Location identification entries
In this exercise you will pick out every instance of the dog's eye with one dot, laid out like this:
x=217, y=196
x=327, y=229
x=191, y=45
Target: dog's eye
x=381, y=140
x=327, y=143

Exercise aim:
Write out the listing again, swapping each "dog's eye" for "dog's nose" and keeping everything else the same.

The solution:
In this exercise you will pick out every instance of the dog's nose with one dot, laid out like this:
x=217, y=196
x=327, y=229
x=191, y=45
Target: dog's nose
x=381, y=140
x=327, y=143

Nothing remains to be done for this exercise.